The other matter dates to early 2023, when the U.N. General Assembly requested that the court issue a nonbinding advisory opinion on the legality of Israel’s occupation of Palestinian territories, following a General Assembly resolution on the same issue.
The hearings involve testimony from more than fifty countries, nearly all of which have been critical of Israel. South Africa garnered significant coverage for its testimony when it again advocated for Palestinian interests. The United States and Britain were the most prominent defenders of Israel, asking the court not to order an end to the occupation and arguing that doing so would place Israel’s security at risk.
Israel is mounting a defense in the genocide case, which is a particularly sensitive topic for the country. “Given the Jewish people’s history, it is not surprising that Israel was among the first states to ratify the Genocide Convention, without reservation,” Tal Becker, an Israeli lawyer, told the court in his opening statement.
However, it has chosen not to participate in the hearings about its occupation, calling the proceedings unwarranted and biased. Israel delivered a letter to the court in which it argued that the focus of the proceedings failed to “recognize Israel’s right and duty to protect its citizens” or to take into account years of agreements with the Palestinians to negotiate “the permanent status of the territory, security arrangements, settlements and borders.”
But Israel also may have decided to avoid the hearings because they place the current government in a political bind at home, Shany said. Many of those legal arguments that might boost Israel’s chances of success in court would not play well to the domestic constituents of Israel’s right-wing government. That may have been the reason that Israel chose not to appear in the hearing on the legality of the occupation of Palestinian territories, he said.
“Internationally, they would have to reaffirm their commitment to a road map that could lead to a two-state solution,” he said. “And they would have to focus attention on the Oslo Accords, etc., while reaffirming the Palestinian right to self-determination. Which they have done on many occasions. These are their legal claims. But that would not play well domestically.”

++++++++++++++++++++

YOUR GOAL.
Answer these questions using the news extract.
(a) When did the U.N. General Assembly ask the court for an advisory opinion on the occupation?
(b) Which two countries were the most prominent defenders of Israel in the hearings?
(c) Who gave Israel's opening statement in the genocide case?
The lines that come next have no role in this work.

Dataset rows:
++++++++++++++++++++

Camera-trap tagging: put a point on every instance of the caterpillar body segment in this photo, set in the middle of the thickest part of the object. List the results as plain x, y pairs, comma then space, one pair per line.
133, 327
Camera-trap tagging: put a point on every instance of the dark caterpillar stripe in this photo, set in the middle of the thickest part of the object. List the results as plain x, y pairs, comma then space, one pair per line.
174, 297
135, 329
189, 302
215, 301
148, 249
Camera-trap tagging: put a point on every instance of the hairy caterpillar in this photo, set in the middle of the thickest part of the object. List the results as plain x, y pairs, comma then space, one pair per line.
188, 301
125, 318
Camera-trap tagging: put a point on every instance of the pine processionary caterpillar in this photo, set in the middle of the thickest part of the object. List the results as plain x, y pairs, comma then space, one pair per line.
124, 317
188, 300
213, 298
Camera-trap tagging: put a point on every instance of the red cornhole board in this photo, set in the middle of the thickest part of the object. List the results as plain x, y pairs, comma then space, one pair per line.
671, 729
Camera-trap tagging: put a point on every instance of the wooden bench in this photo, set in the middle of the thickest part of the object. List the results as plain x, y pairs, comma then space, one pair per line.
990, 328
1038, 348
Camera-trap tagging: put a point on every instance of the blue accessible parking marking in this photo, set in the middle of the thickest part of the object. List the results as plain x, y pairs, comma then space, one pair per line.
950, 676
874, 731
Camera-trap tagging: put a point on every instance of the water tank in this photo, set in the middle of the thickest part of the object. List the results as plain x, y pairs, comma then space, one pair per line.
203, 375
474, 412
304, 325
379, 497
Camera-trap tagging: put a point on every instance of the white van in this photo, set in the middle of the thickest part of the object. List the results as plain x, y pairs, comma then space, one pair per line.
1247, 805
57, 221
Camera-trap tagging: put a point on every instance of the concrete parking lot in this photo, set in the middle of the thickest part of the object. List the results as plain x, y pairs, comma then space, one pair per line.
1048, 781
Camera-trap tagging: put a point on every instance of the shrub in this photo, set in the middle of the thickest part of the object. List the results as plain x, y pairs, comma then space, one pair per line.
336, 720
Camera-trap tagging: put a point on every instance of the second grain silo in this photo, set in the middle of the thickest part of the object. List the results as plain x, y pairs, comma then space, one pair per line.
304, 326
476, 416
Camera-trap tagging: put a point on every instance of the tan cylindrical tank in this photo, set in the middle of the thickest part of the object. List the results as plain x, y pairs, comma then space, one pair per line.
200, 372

++++++++++++++++++++

IN RESPONSE.
(a) Early 2023
(b) The United States and Britain
(c) Tal Becker, an Israeli lawyer